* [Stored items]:
■ ■ ■ ■ ■

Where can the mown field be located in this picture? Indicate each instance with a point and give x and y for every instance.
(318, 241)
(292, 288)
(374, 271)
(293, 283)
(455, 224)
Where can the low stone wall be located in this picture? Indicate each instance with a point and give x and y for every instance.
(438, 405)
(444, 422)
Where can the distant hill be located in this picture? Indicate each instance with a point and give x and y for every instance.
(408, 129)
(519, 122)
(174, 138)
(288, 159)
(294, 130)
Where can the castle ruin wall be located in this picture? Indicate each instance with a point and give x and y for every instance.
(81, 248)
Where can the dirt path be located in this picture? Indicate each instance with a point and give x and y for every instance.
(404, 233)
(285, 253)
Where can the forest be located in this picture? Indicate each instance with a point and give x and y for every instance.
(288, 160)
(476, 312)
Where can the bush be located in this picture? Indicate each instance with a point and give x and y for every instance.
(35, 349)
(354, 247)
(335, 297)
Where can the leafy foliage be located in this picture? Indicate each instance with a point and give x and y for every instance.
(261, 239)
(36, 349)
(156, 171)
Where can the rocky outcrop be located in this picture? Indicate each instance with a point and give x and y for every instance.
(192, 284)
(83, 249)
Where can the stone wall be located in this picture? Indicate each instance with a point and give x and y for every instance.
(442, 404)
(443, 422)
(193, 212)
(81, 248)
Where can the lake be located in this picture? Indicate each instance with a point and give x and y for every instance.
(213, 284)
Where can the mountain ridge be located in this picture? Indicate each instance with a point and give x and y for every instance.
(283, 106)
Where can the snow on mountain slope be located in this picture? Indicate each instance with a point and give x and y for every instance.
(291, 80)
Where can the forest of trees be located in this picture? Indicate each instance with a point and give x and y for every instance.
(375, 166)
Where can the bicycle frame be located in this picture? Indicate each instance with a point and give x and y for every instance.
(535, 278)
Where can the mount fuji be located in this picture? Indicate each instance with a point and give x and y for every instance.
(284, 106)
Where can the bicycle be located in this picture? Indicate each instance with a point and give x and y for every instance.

■ ■ ■ ■ ■

* [PROBLEM TO SOLVE]:
Nothing in the records above may be left out when you repeat them exactly.

* [ANSWER]:
Where can the mown field be located in this picture? Indicate each instance with a point and give x and y for every instance.
(318, 241)
(292, 288)
(374, 271)
(293, 283)
(455, 224)
Where can the low stone wall be located in this picture? Indicate each instance with a point and give x and y for every instance.
(438, 405)
(444, 422)
Where can the distant hill be located in this picture? Indicate each instance with a point and give x and y for every instance.
(408, 129)
(519, 122)
(174, 138)
(288, 159)
(294, 130)
Where can the castle ruin wall be located in this picture? Indicate each instance with a point and give x and y for every instance.
(81, 248)
Where can the dirt path be located in this picture? Indicate each instance with a point and give x and y for every instance.
(404, 233)
(285, 253)
Where can the forest be located in this picture? Indicate each instance with a point and give x and y for every instance.
(288, 160)
(476, 312)
Where can the bush be located in this picture? Indicate each instance with a point and give x and y for every instance.
(35, 349)
(354, 247)
(335, 297)
Where can the leafy foliage be located in this picture? Indicate each instance with a point and give x and y for every instance.
(261, 239)
(36, 349)
(156, 171)
Where can the rocky outcrop be located in this picture? Indicate each instance with a point and give x and y for every instance.
(192, 284)
(83, 249)
Where can the stone wall be located in this picture? Indicate each instance with a point and give x and y for every instance.
(442, 404)
(443, 422)
(193, 212)
(81, 248)
Where can the lake be located in this picture? Indicate each instance with a point and give x and y for every instance.
(213, 284)
Where can the mountain ridge be located in this picture? Indicate each instance with a point and give x and y for every instance.
(283, 106)
Where can the snow on mountain slope be located in this picture? Indicate each instance with a point and give x and y for every instance.
(291, 80)
Where can the forest of trees be located in this picture? Indicate each instance with a point and give x and y for every instance.
(375, 166)
Where can the bicycle frame be located in this picture? Indicate each instance with a point and give x and y for every instance.
(535, 278)
Where can the mount fuji be located in this picture? Indicate each instance with a point and give x and y for every instance.
(284, 106)
Where can the bicycle be located in this picture? Indicate each instance with a point and give x and y for every instance.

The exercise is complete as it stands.